*Given exercise:* Output the lines of the entries below exactly as they appear, running from the start of the entries through the line that contains "top-left (318, 433), bottom-right (789, 585)", with both ends included.

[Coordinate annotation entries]
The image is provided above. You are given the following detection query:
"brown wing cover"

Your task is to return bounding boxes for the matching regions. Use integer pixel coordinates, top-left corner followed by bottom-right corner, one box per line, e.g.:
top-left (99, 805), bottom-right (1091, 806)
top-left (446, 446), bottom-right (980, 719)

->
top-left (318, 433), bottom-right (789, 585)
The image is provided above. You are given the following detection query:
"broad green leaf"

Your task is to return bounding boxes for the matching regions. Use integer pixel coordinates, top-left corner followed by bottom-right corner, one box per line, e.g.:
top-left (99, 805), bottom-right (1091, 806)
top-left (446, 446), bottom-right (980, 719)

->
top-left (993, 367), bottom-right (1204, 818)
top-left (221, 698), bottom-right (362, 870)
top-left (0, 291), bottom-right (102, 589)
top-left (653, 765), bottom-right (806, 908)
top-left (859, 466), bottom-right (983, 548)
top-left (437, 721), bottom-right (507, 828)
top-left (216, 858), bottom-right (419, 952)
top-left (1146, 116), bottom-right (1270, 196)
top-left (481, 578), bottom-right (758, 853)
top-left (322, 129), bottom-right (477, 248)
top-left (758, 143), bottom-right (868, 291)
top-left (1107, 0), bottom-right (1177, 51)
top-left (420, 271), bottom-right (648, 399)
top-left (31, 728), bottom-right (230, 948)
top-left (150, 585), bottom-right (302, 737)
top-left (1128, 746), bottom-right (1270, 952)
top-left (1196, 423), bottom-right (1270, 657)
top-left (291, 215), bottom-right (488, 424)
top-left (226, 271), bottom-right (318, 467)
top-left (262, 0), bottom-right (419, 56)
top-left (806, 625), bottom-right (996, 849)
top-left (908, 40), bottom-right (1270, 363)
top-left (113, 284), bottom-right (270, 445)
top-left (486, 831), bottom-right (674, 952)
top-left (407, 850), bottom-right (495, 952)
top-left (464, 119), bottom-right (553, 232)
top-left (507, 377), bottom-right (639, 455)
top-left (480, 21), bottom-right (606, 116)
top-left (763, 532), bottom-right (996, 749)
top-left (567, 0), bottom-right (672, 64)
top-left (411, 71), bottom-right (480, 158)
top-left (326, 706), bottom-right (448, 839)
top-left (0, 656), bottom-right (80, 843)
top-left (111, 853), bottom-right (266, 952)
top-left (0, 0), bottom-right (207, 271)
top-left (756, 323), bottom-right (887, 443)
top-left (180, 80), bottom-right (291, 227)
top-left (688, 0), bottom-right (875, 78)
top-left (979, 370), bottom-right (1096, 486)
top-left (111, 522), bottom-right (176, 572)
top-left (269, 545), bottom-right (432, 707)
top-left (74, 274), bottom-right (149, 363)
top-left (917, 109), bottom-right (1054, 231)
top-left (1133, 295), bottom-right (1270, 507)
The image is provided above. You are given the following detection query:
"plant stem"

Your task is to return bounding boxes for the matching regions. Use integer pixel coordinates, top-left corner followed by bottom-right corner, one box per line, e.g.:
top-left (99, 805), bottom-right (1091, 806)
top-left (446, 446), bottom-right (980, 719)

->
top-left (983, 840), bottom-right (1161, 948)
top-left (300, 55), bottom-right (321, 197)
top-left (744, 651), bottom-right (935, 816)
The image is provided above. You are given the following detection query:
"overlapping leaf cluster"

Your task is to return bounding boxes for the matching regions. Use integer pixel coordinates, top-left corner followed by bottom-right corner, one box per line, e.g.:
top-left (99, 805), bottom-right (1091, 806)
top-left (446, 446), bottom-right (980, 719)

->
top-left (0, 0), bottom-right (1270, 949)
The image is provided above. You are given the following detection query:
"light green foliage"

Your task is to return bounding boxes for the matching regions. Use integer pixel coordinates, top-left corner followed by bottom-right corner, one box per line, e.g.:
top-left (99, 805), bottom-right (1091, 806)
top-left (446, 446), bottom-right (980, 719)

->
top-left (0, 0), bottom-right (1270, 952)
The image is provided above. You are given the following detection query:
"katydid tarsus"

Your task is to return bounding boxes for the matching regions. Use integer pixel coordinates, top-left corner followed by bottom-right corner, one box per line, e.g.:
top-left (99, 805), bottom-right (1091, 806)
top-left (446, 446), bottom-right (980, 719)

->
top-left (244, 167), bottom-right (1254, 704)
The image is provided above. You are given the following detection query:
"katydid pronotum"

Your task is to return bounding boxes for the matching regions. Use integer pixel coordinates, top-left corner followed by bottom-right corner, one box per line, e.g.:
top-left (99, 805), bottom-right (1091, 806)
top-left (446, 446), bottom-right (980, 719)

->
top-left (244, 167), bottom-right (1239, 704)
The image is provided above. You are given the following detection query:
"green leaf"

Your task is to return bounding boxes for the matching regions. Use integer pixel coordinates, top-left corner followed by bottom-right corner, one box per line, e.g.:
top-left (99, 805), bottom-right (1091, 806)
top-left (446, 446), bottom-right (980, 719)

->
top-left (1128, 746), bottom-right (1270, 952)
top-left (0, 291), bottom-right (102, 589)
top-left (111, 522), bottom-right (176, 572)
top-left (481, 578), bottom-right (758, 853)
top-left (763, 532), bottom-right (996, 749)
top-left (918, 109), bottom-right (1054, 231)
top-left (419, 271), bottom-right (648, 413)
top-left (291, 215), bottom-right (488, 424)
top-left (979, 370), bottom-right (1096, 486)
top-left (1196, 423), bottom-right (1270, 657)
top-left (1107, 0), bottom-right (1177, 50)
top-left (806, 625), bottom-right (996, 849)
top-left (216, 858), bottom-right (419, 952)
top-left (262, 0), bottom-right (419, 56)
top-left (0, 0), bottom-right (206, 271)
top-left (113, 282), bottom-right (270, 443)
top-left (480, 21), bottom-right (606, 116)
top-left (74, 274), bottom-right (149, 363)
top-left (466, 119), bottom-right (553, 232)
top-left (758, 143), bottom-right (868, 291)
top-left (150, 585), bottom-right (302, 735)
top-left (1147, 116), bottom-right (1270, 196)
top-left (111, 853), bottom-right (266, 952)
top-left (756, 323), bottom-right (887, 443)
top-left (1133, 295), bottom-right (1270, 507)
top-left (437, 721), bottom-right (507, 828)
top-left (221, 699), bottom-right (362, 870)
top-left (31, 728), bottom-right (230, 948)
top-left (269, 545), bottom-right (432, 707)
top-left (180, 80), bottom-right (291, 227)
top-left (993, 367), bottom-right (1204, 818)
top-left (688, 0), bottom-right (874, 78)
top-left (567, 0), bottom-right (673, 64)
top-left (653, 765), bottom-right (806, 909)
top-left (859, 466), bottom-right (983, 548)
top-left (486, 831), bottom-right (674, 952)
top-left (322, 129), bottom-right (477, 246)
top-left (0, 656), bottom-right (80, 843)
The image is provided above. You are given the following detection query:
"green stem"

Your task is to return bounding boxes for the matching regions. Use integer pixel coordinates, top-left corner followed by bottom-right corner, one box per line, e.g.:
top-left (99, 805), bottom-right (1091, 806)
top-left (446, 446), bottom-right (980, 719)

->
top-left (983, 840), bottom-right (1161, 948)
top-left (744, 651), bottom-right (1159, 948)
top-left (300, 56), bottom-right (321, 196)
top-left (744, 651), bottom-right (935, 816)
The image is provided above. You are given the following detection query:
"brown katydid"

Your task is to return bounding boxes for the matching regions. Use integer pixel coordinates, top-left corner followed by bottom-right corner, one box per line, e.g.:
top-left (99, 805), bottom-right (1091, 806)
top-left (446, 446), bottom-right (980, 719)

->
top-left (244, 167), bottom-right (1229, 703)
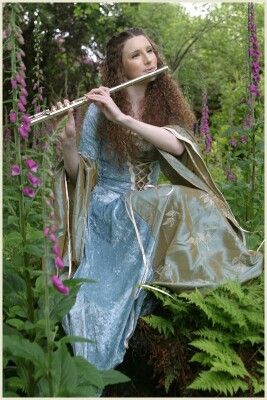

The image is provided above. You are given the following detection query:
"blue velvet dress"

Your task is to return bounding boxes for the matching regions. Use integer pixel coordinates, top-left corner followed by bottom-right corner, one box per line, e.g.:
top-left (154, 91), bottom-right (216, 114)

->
top-left (63, 104), bottom-right (160, 370)
top-left (63, 105), bottom-right (262, 376)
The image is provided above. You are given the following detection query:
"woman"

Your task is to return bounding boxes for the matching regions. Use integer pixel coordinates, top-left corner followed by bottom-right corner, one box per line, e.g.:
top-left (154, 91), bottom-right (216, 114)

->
top-left (52, 28), bottom-right (262, 376)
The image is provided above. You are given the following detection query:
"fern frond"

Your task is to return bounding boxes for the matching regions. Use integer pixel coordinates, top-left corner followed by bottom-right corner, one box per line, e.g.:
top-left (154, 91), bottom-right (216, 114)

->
top-left (210, 360), bottom-right (249, 378)
top-left (179, 289), bottom-right (216, 320)
top-left (194, 328), bottom-right (231, 344)
top-left (190, 351), bottom-right (212, 367)
top-left (234, 332), bottom-right (264, 346)
top-left (207, 291), bottom-right (247, 328)
top-left (164, 373), bottom-right (176, 393)
top-left (251, 376), bottom-right (264, 395)
top-left (142, 315), bottom-right (175, 337)
top-left (243, 305), bottom-right (264, 327)
top-left (219, 280), bottom-right (245, 302)
top-left (188, 371), bottom-right (248, 396)
top-left (190, 339), bottom-right (243, 366)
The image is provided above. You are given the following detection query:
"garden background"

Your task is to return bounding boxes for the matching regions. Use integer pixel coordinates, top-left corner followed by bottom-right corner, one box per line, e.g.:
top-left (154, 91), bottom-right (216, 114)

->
top-left (3, 3), bottom-right (264, 397)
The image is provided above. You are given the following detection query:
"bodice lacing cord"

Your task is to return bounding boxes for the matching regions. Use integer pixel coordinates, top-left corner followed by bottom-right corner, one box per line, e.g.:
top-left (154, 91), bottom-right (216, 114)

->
top-left (125, 192), bottom-right (148, 298)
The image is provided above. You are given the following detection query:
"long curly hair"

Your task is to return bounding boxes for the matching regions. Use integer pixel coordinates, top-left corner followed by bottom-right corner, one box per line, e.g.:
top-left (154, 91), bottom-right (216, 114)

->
top-left (98, 28), bottom-right (196, 165)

*Problem solution:*
The image is provided above. You are given the following detection query:
"brown wing cover"

Your task is to return bounding boxes for the matching regions. Use integer pixel coordinates, top-left corner followed by bottom-right corner, one box per line, e.g.:
top-left (99, 805), bottom-right (1091, 806)
top-left (446, 446), bottom-right (980, 719)

->
top-left (318, 433), bottom-right (789, 585)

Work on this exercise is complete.